_SELECTED TEXT_:
------------------------
Here’s a wrinkle you might not be aware of: the gardener is actually proceeding in accordance with the law of Moses. Leviticus prohibited gathering any fruit from a tree in its first three years of life. Any fruit produced in the fourth year was to be “set apart for rejoicing in the Lord” (Lev 19:23). Only in the fifth year was it permitted to harvest and profit from the crop. This tree is entering its fourth year, so the owner, if he is obedient to the Law and respects the relationship between humanity and horticulture laid out in the Creation story, should not expect any return on his investment for another full year.
Now there’s reason to believe that the landowner in the parable represents God, who would expect to rejoice with the people over the fourth year’s harvest. There is plenty of material in the Hebrew Scriptures about God being angry over the faithlessness of God’s people and wanting to destroy them; but once we get past the great Flood, every time God threatens to destroy all humanity, someone manages to convince God to relent. Moses, Abraham, the prophets, all experienced this dynamic, and now Jesus, the good gardener, follows suit. Wait, the gardener pleads, let’s see if one last effort can turn things around and restore the relationship. Then we can rejoice indeed.
This is a parable of hope: the gardener doesn’t know if the treatment will be effective, but he is willing to work at it and risk the outcome. He is open to a future possibility. Manure isn’t the loveliest image in Scripture, but in a pre-industrial world it is the best fertilizer available. And consider this: when we go through hardship, when we are living with grief or fear, the everyday burden of that emotion can be as unpleasant as a pile of manure. But if we keep working it, bringing it to God in prayer, putting our trust in God to bring us through, reflecting on it through the lens of Scripture and community, that manure might eventually turn into spiritual fertilizer that gives new growth, bears spiritual fruit, enables us to deepen empathy and compassion. The divine gardener is deeply invested in our wellbeing and will be there with us and for us through every challenge.
Echoing through this parable is the larger story of Scripture. Over and over, God reaches out in mercy to people who don’t deserve it. Moses was a murderer. Sarah laughed at God. Jacob was a swindler. Rahab ran a brothel. David committed adultery and conspiracy to murder. Peter tried to pretend he didn’t even know Jesus. The gardener keeps working, keeps turning over the soil, pruning back dead roots, adding fertilizer, giving us chance after chance to turn our lives around, because the gardener loves each one of us and longs for us to return that love, longs for us to do the right thing.
The story of the fig tree doesn’t have an ending. How would you finish it? What might happen after that additional year of nurturing? If the tree starts to bear fruit, well and good, but what if it is still barren? Will the gardener give up on it, or will he argue with the landowner again, maybe bargaining for yet another chance. Might he even offer to give his own life and nourish the tree with his blood?
We don’t know what the future holds, for each of us, for our church, for our country. But that should not stop us from working for the future we believe God wants for us, the best future possible. So we will keep on, doing the right thing, practicing mercy, offering everything we can to nurture and strengthen the world around us, trusting in the good gardener to bring about the growth and fruitfulness that lies within each of us.
------------------------
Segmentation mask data
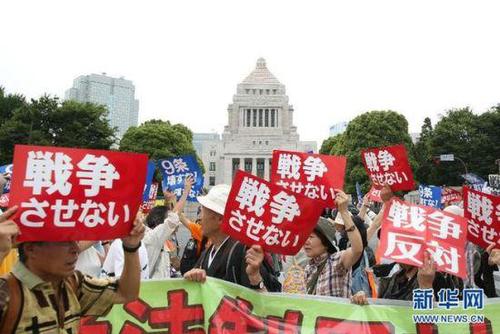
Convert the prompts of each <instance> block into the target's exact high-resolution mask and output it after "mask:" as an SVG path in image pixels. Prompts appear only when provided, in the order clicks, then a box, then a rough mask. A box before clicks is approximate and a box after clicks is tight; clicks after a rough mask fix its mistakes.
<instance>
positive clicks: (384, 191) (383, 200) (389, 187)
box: [380, 184, 394, 203]
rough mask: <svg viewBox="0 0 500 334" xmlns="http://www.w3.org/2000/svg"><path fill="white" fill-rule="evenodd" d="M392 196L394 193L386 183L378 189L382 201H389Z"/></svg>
mask: <svg viewBox="0 0 500 334" xmlns="http://www.w3.org/2000/svg"><path fill="white" fill-rule="evenodd" d="M393 196H394V193H393V192H392V190H391V187H389V185H388V184H386V185H385V186H383V187H382V189H381V190H380V198H381V199H382V202H384V203H386V202H388V201H390V200H391V198H392V197H393Z"/></svg>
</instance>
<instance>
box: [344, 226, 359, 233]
mask: <svg viewBox="0 0 500 334" xmlns="http://www.w3.org/2000/svg"><path fill="white" fill-rule="evenodd" d="M355 229H356V225H352V226H351V227H349V228H346V230H345V231H346V232H352V231H354V230H355Z"/></svg>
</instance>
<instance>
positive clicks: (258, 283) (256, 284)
mask: <svg viewBox="0 0 500 334" xmlns="http://www.w3.org/2000/svg"><path fill="white" fill-rule="evenodd" d="M250 289H253V290H262V289H264V281H260V282H259V283H258V284H256V285H253V284H252V283H250Z"/></svg>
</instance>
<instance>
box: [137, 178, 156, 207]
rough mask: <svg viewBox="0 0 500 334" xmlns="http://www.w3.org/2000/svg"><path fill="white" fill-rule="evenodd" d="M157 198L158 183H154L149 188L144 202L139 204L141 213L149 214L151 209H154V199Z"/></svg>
mask: <svg viewBox="0 0 500 334" xmlns="http://www.w3.org/2000/svg"><path fill="white" fill-rule="evenodd" d="M157 196H158V183H157V182H154V183H152V184H151V186H150V187H149V194H148V198H147V200H146V201H143V202H142V204H141V211H142V213H149V211H151V209H153V208H154V207H155V204H156V197H157Z"/></svg>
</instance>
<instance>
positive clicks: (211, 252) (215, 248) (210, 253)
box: [208, 237, 229, 268]
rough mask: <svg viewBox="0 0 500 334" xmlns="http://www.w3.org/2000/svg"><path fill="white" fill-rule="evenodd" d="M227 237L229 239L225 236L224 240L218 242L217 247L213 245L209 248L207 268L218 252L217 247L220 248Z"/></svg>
mask: <svg viewBox="0 0 500 334" xmlns="http://www.w3.org/2000/svg"><path fill="white" fill-rule="evenodd" d="M227 239H229V237H226V239H224V241H223V242H222V243H221V244H220V246H219V247H217V249H216V248H215V246H213V247H212V249H211V250H210V254H208V268H210V266H211V265H212V262H213V260H214V259H215V256H217V253H218V252H219V249H221V247H222V246H223V245H224V244H225V243H226V241H227ZM214 250H215V252H214Z"/></svg>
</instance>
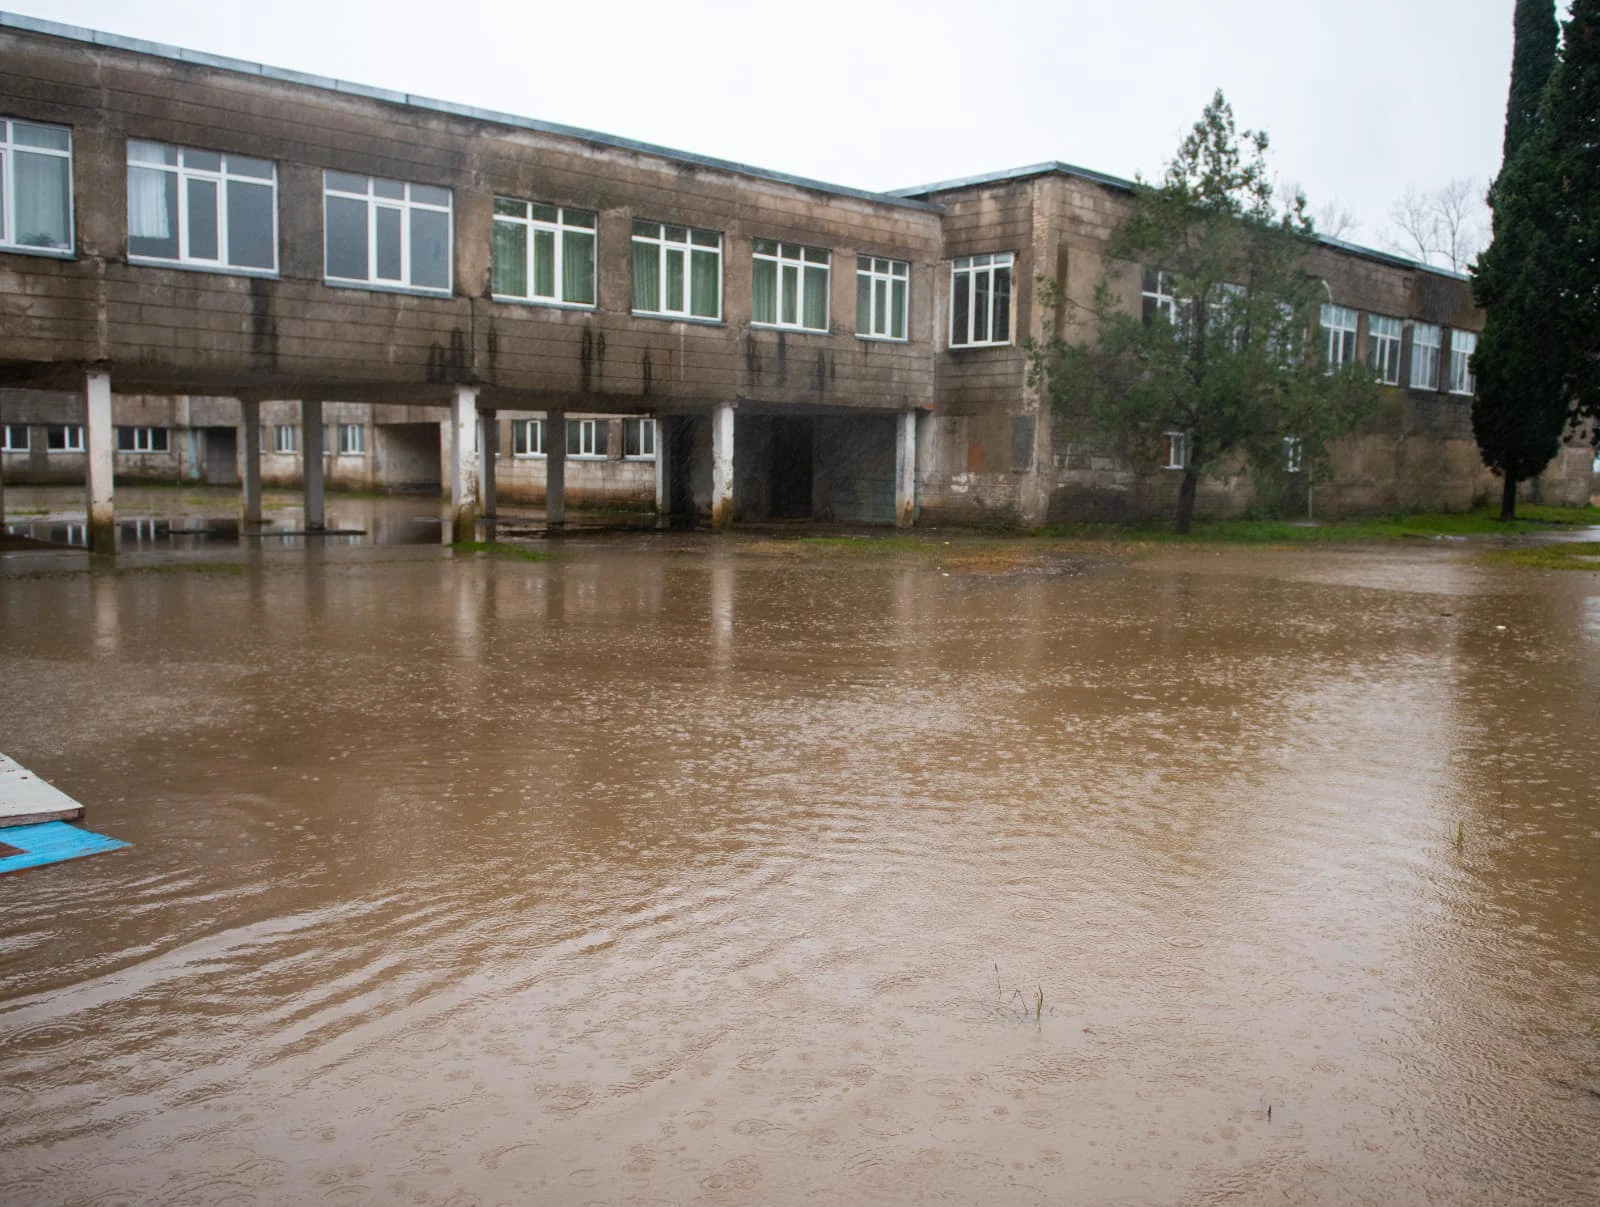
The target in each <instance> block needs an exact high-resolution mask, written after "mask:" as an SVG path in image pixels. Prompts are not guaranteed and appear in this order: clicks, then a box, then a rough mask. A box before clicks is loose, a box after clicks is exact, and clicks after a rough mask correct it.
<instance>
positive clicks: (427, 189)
mask: <svg viewBox="0 0 1600 1207" xmlns="http://www.w3.org/2000/svg"><path fill="white" fill-rule="evenodd" d="M322 194H323V275H325V279H326V280H328V283H330V285H376V287H379V288H395V290H411V291H416V293H450V258H451V194H450V189H440V187H435V186H432V184H408V182H405V181H384V179H376V178H373V176H352V174H350V173H347V171H323V173H322Z"/></svg>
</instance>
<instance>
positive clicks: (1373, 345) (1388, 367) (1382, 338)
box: [1366, 314, 1400, 386]
mask: <svg viewBox="0 0 1600 1207" xmlns="http://www.w3.org/2000/svg"><path fill="white" fill-rule="evenodd" d="M1366 365H1368V368H1371V370H1373V376H1374V378H1376V379H1378V381H1379V384H1382V386H1398V384H1400V320H1398V319H1389V317H1386V315H1381V314H1370V315H1366Z"/></svg>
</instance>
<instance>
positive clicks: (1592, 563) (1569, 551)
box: [1478, 541, 1600, 573]
mask: <svg viewBox="0 0 1600 1207" xmlns="http://www.w3.org/2000/svg"><path fill="white" fill-rule="evenodd" d="M1478 560H1480V562H1488V563H1491V565H1520V567H1528V568H1531V570H1589V571H1594V573H1600V541H1570V543H1563V544H1533V546H1525V547H1522V549H1494V551H1493V552H1486V554H1483V555H1482V557H1480V559H1478Z"/></svg>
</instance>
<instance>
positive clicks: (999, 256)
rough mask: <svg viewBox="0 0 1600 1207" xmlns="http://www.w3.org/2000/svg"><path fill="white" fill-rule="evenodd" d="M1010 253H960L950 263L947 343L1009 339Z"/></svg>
mask: <svg viewBox="0 0 1600 1207" xmlns="http://www.w3.org/2000/svg"><path fill="white" fill-rule="evenodd" d="M1013 263H1014V256H1013V255H1011V253H1010V251H997V253H994V255H989V256H962V258H960V259H957V261H954V263H952V264H950V347H981V346H984V344H1010V343H1011V267H1013Z"/></svg>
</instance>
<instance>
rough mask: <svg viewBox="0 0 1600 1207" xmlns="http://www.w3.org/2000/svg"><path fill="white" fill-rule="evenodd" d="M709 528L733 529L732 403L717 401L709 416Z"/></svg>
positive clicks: (732, 428) (732, 417)
mask: <svg viewBox="0 0 1600 1207" xmlns="http://www.w3.org/2000/svg"><path fill="white" fill-rule="evenodd" d="M710 527H712V528H715V530H717V531H726V530H728V528H731V527H733V403H731V402H720V403H717V407H715V410H712V413H710Z"/></svg>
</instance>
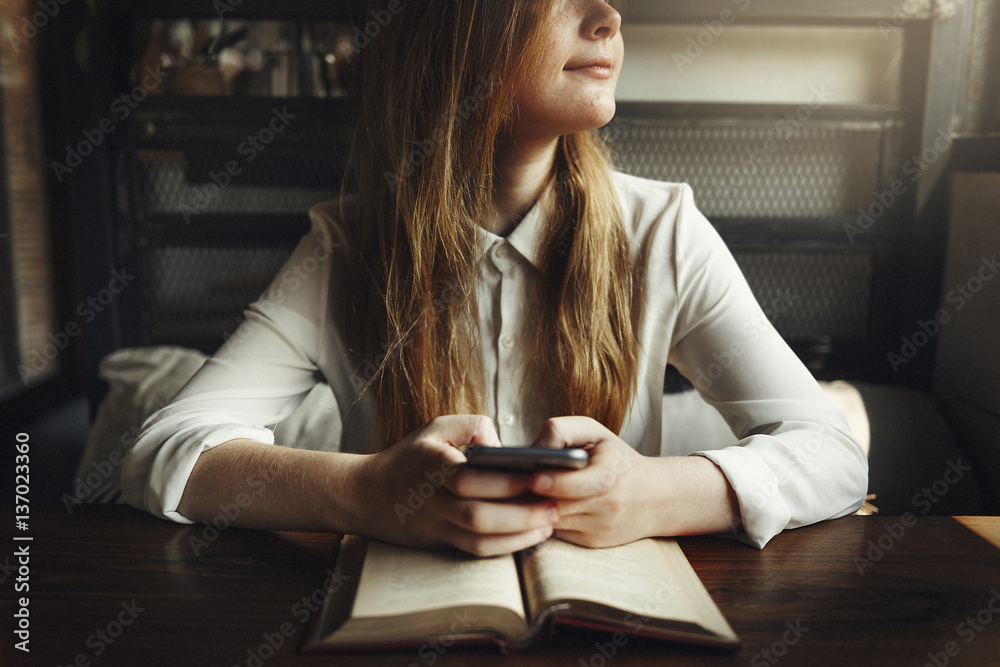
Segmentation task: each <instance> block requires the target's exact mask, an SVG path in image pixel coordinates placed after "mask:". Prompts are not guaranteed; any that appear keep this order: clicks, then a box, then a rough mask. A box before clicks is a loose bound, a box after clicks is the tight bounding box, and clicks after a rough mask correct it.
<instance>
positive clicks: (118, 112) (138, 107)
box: [51, 65, 169, 183]
mask: <svg viewBox="0 0 1000 667" xmlns="http://www.w3.org/2000/svg"><path fill="white" fill-rule="evenodd" d="M168 75H169V72H165V71H163V69H162V68H161V67H160V65H157V66H156V69H154V68H153V67H152V66H149V67H147V68H146V71H145V76H143V77H142V80H141V81H140V83H139V84H138V85H136V86H135V87H134V88H133V89H132V90H131V92H129V93H124V94H122V95H120V96H118V97H116V98H115V99H114V101H112V102H111V107H110V112H109V115H108V116H106V117H105V118H104V119H102V120H101V121H100V122H98V123H97V126H96V127H94V128H93V129H91V130H84V131H83V139H81V140H80V141H78V142H77V143H76V144H75V145H74V146H69V145H67V146H66V157H65V159H64V160H63V162H58V161H53V162H52V164H51V167H52V171H53V172H54V173H55V175H56V178H57V179H59V182H60V183H62V182H63V178H65V177H66V176H69V175H70V174H72V173H73V171H74V170H75V169H76V168H77V167H79V166H80V165H81V164H83V161H84V159H85V158H86V157H87V156H89V155H90V154H91V153H93V152H94V149H95V148H97V147H98V146H100V145H101V144H102V143H104V139H105V138H106V137H108V136H109V135H111V134H112V133H113V132H114V131H115V130H117V129H118V123H120V122H123V121H125V120H126V119H127V118H128V117H129V115H130V114H131V113H132V112H133V111H135V110H136V109H138V108H139V105H140V104H141V103H142V102H144V101H146V98H148V97H149V93H150V91H152V90H154V89H155V88H156V87H158V86H159V85H160V84H161V83H163V80H164V79H165V78H166V77H167V76H168Z"/></svg>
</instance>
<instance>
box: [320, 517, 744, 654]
mask: <svg viewBox="0 0 1000 667" xmlns="http://www.w3.org/2000/svg"><path fill="white" fill-rule="evenodd" d="M332 580H333V581H338V582H346V583H345V585H344V586H342V587H339V590H336V591H330V592H329V593H330V594H329V595H327V596H326V602H325V604H324V606H323V609H322V611H321V612H320V615H319V617H318V619H317V621H316V622H315V623H314V624H313V627H312V629H311V631H310V634H309V636H308V637H307V639H306V643H305V646H304V650H305V651H306V652H323V651H357V650H375V649H379V650H386V649H391V648H402V647H414V646H418V645H420V644H422V643H426V642H428V641H447V642H449V644H448V645H451V644H450V642H453V643H455V644H470V643H484V642H495V643H499V644H501V645H502V646H503V647H505V648H509V649H519V648H523V647H524V646H527V645H528V644H530V643H532V642H533V641H535V640H536V639H538V637H539V636H540V635H541V634H542V633H543V632H544V630H545V629H546V627H548V626H550V625H551V624H555V625H558V624H565V625H577V626H583V627H589V628H595V629H602V630H610V631H615V632H618V631H620V632H622V633H624V634H633V635H642V636H645V637H654V638H660V639H666V640H671V641H681V642H691V643H697V644H704V645H709V646H717V647H721V648H727V649H733V650H735V649H738V648H739V647H740V640H739V638H737V636H736V634H735V633H734V632H733V630H732V628H730V627H729V624H728V623H727V622H726V619H725V618H724V617H723V616H722V614H721V612H720V611H719V609H718V607H716V606H715V603H714V602H713V601H712V598H711V597H710V596H709V594H708V591H706V590H705V587H704V586H703V585H702V583H701V580H700V579H698V575H697V574H695V572H694V570H693V569H692V568H691V565H690V563H688V561H687V558H685V556H684V553H683V552H682V551H681V549H680V547H679V546H678V545H677V543H676V542H675V541H673V540H666V539H655V540H654V539H647V540H640V541H638V542H633V543H632V544H626V545H624V546H620V547H613V548H610V549H586V548H583V547H578V546H574V545H572V544H569V543H567V542H562V541H560V540H555V539H552V540H549V541H547V542H545V543H543V544H541V545H540V546H538V547H536V548H534V549H531V550H528V551H524V552H521V553H518V554H515V555H513V556H510V555H508V556H501V557H495V558H476V557H474V556H469V555H467V554H463V553H461V552H458V551H425V550H422V549H411V548H408V547H400V546H395V545H390V544H384V543H381V542H375V541H368V540H365V539H363V538H358V537H354V536H348V537H347V538H345V539H344V543H343V544H342V546H341V552H340V556H339V557H338V560H337V572H335V573H334V577H332Z"/></svg>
------------------------
_REQUIREMENT A_:
Answer these questions from the text on the fig tree parable:
(i) Under Leviticus, in which year of a tree's life was it first permitted to harvest and profit from the crop?
(ii) What does the text say manure was in a pre-industrial world?
(iii) What did Rahab do, according to the text?
_REQUIREMENT B_: Rewrite the part of the text on the fig tree parable that begins at the words "We don’t know" and stops after "each of us.", replacing "mercy" with "compassion".

_PROBLEM SOLUTION A_:
(i) The fifth year.
(ii) The best fertilizer available.
(iii) She ran a brothel.

_PROBLEM SOLUTION B_:
We don’t know what the future holds, for each of us, for our church, for our country. But that should not stop us from working for the future we believe God wants for us, the best future possible. So we will keep on, doing the right thing, practicing compassion, offering everything we can to nurture and strengthen the world around us, trusting in the good gardener to bring about the growth and fruitfulness that lies within each of us.